<<<<
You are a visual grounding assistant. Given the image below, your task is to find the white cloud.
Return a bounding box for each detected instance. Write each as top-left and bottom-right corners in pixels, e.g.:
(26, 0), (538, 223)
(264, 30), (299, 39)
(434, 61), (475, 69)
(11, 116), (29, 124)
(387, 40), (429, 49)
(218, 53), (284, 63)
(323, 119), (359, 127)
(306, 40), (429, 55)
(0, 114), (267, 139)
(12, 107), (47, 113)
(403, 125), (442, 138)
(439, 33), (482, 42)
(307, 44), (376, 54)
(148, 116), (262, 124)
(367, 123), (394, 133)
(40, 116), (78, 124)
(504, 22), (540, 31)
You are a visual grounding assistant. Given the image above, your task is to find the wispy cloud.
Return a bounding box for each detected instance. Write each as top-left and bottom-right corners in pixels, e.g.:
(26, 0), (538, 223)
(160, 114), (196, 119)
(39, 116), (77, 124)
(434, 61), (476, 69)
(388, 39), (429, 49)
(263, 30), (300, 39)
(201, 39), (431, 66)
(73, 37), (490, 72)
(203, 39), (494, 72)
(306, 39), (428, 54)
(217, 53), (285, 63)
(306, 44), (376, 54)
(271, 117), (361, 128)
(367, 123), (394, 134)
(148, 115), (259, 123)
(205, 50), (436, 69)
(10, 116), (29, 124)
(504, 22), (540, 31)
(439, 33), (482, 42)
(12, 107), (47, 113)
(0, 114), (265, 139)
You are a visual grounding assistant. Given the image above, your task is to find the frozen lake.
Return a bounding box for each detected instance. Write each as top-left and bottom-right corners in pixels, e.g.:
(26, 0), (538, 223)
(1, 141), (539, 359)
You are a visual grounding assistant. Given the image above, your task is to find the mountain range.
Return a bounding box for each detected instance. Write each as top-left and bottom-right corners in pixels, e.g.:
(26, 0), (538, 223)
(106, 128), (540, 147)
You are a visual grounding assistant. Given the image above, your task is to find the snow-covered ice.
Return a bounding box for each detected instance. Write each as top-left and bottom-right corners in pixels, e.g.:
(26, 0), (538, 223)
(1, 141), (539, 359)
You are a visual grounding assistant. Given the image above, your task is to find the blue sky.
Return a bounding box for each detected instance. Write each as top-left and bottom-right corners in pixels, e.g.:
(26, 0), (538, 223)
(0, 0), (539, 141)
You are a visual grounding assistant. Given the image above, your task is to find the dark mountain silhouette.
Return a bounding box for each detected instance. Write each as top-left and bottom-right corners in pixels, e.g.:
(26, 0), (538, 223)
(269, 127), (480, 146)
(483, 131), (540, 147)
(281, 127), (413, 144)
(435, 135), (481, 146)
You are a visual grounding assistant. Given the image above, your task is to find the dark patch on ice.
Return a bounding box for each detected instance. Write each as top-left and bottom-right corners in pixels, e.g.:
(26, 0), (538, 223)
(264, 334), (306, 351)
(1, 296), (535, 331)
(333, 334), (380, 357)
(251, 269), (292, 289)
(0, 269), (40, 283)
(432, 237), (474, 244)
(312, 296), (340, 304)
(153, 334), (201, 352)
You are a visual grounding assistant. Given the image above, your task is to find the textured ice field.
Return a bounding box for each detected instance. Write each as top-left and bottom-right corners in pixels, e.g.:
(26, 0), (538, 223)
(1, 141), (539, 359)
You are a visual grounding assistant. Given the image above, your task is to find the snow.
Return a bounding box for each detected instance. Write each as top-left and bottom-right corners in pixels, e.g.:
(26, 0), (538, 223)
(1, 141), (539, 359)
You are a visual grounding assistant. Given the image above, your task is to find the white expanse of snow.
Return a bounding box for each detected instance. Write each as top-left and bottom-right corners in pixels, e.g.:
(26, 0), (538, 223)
>>>>
### What to produce
Reproduce the material in full, keeping every line exactly as given.

### Solution
You are a visual grounding assistant. Given the image below, your task is to find the white cloud.
Return a bounding box for each detected instance. Write each as top-left and bottom-right corners in pixels, e.g.:
(26, 0), (538, 223)
(264, 30), (299, 39)
(434, 61), (475, 69)
(11, 116), (29, 124)
(387, 40), (429, 49)
(218, 53), (284, 63)
(323, 119), (359, 127)
(306, 40), (429, 55)
(0, 114), (267, 139)
(12, 107), (47, 113)
(403, 125), (442, 138)
(439, 33), (482, 42)
(307, 44), (376, 54)
(148, 116), (262, 124)
(367, 123), (394, 133)
(40, 116), (78, 124)
(504, 22), (540, 31)
You are a visual grounding assistant. Given the image above, your task is to find the wispy cloud.
Return a bounding box for each detected instance. Write each as top-left and bottom-right corners in pixels, e.g.:
(26, 0), (538, 223)
(160, 114), (196, 119)
(39, 116), (77, 124)
(434, 61), (476, 69)
(388, 39), (429, 49)
(263, 30), (300, 39)
(201, 39), (431, 66)
(73, 37), (490, 72)
(203, 39), (494, 72)
(306, 39), (428, 54)
(217, 53), (285, 63)
(306, 44), (376, 54)
(271, 117), (361, 128)
(367, 123), (394, 134)
(148, 115), (259, 123)
(205, 50), (436, 69)
(10, 116), (29, 124)
(504, 22), (540, 31)
(439, 33), (482, 42)
(12, 107), (47, 113)
(0, 114), (265, 139)
You are a visual grounding assistant. Given the image above, your task is to find the frozen lake.
Return a bounding box for each detected instance. Write each as top-left and bottom-right corners in pixels, e.g.:
(26, 0), (538, 223)
(1, 141), (539, 359)
You are a visual grounding assistant. Given the image above, your task is to find the mountain range.
Return a bounding box for each detected instance. Write each as top-left and bottom-right corners in pixels, e.g.:
(26, 0), (538, 223)
(106, 128), (540, 147)
You are a visual grounding assistant. Given the image above, your task is to find the snow-covered ice.
Return a bounding box for each detected instance. Write each as top-left and bottom-right corners in pixels, e.g.:
(26, 0), (538, 223)
(1, 141), (539, 359)
You are a visual grounding assistant. Given the image above, your task is to find the blue sky.
Return a bounding box for each detected instance. Write each as top-left and bottom-right corners in pixels, e.g.:
(26, 0), (538, 223)
(0, 0), (539, 141)
You are a visual grounding assistant. Given the image above, your task is to find the dark mountain silhouette.
Return a bounding box for each detected instance. Write each as top-left and bottom-right corners in pixels, e.g.:
(26, 0), (538, 223)
(269, 127), (480, 146)
(483, 131), (540, 147)
(281, 127), (413, 144)
(435, 135), (481, 146)
You are a visual grounding assistant. Given the image above, your task is to find the dark patch on ice.
Return a bounding box for each detected instance. Write each as top-left and bottom-right corners in pixels, e.g.:
(26, 0), (538, 223)
(264, 334), (306, 351)
(1, 296), (535, 331)
(333, 334), (380, 357)
(251, 269), (292, 289)
(0, 269), (40, 283)
(432, 237), (474, 244)
(312, 296), (340, 304)
(153, 334), (201, 352)
You are a visual grounding assistant. Given the image above, your task is to find the textured ice field.
Return a bounding box for each detected instance. Write each as top-left and bottom-right corners in pixels, e.g.:
(26, 0), (538, 223)
(1, 141), (539, 359)
You are a visual grounding assistant. Given the image above, your task is to find the snow.
Return a bounding box for each detected instance. Write each as top-left and bottom-right corners in pixels, e.g.:
(26, 0), (538, 223)
(1, 141), (539, 359)
You are a visual grounding assistant. Given the image above, your task is to find the white expanse of snow.
Return a bounding box for each detected instance. Write each as top-left and bottom-right corners in pixels, e.g.:
(26, 0), (538, 223)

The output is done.